● **Exercício**:
Digite de novo, sem mudar nada, a parte do texto sobre a cantora Maria D’Apparecida que vai de "Curiosamente, 44 anos" até "papéis lhe pediam.", incluindo essas palavras.

● **Trecho escolhido**:
Era início dos anos 1960 quando Maria Callas desistiu de interpretar a sedutora cigana Carmen na montagem da Ópera de Paris para o clássico homônimo de Bizet. Já entronizada a maior cantora lírica do século 20, a soprano nunca revelou o motivo de sua desistência, mas é consenso entre muitos biógrafos que La Divina se sentia intimidada pela personagem.

A desistência inesperada torna ainda mais impressionante que a substituta tenha sido uma jovem soprano brasileira, radicada na Europa há menos de uma década. A carioca Maria D’Apparecida aceitou o desafio e subiu ao palco da Ópera de Paris para se sagrar não apenas a primeira negra latino-americana a pisar no histórico tablado francês, mas a cantora que melhor compreendeu a obra mais icônica de Bizet.

Embora não tivesse a voz excepcional de Callas, Apparecida foi considerada uma das melhores atrizes da Ópera de Paris, se sagrando um dos grandes nomes do cenário europeu poucos anos após sofrer rejeição traumática no Brasil. A artista ouvira de um diretor que, embora cantasse bem, jamais subiria ao palco do Teatro Municipal do Rio de Janeiro por ser negra.

Filha de uma empregada engravidada pelo filho do patrão, D’Apparecida foi criada e educada por uma família que nunca a adotou legalmente, e teve a chance de voltar ao Brasil para brilhar no palco que a renegara, ao estrelar a turnê que a Ópera de Paris produziu em 1965 pela América Latina. A artista subiu ao Municipal do Rio como a principal cantora erudita da França.

E foi essa trajetória de tom folhetinesco que acendeu o interesse da dramaturga carioca Dione Carlos de contar a história da cantora pela primeira vez no teatro. Intitulada Maria D’Apparecida – Luz Negra, a obra ganha transmissão nas redes do Centro Cultural São Paulo. A artista descobriu a cantora em 2018 numa noite de Natal, enquanto pesquisava novos arquivos de música.

Curiosamente, 44 anos antes, em 1974, também numa noite de Natal, a carreira erudita da intérprete teria um fim abrupto quando, após um acidente de carro violento, dores muito fortes impediriam que alcançasse notas altas, além de dificultar que desempenhasse a demanda que os papéis lhe pediam.

[Dados guardados]
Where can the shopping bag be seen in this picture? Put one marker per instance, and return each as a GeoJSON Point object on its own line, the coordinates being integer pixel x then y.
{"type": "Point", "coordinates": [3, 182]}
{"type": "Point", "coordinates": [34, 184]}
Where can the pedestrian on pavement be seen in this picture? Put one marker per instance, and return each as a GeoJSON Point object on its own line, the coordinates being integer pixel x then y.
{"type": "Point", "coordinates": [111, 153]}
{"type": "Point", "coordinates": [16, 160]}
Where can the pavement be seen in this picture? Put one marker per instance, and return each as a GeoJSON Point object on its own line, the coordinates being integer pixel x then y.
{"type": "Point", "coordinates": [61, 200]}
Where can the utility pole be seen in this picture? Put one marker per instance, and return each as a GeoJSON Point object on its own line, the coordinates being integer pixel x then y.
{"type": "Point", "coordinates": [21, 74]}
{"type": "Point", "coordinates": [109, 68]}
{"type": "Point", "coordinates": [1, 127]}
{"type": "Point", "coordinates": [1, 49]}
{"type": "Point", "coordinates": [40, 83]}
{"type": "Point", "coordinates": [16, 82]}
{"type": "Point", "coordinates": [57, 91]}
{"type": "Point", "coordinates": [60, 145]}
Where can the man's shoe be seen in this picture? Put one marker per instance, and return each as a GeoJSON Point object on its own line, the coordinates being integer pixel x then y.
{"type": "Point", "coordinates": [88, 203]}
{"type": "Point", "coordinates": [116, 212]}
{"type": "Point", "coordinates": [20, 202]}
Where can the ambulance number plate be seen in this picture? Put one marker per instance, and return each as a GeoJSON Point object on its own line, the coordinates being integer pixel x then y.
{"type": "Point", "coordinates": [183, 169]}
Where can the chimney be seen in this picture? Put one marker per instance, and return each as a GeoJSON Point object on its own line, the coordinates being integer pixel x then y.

● **Tarefa concluída**:
Curiosamente, 44 anos antes, em 1974, também numa noite de Natal, a carreira erudita da intérprete teria um fim abrupto quando, após um acidente de carro violento, dores muito fortes impediriam que alcançasse notas altas, além de dificultar que desempenhasse a demanda que os papéis lhe pediam.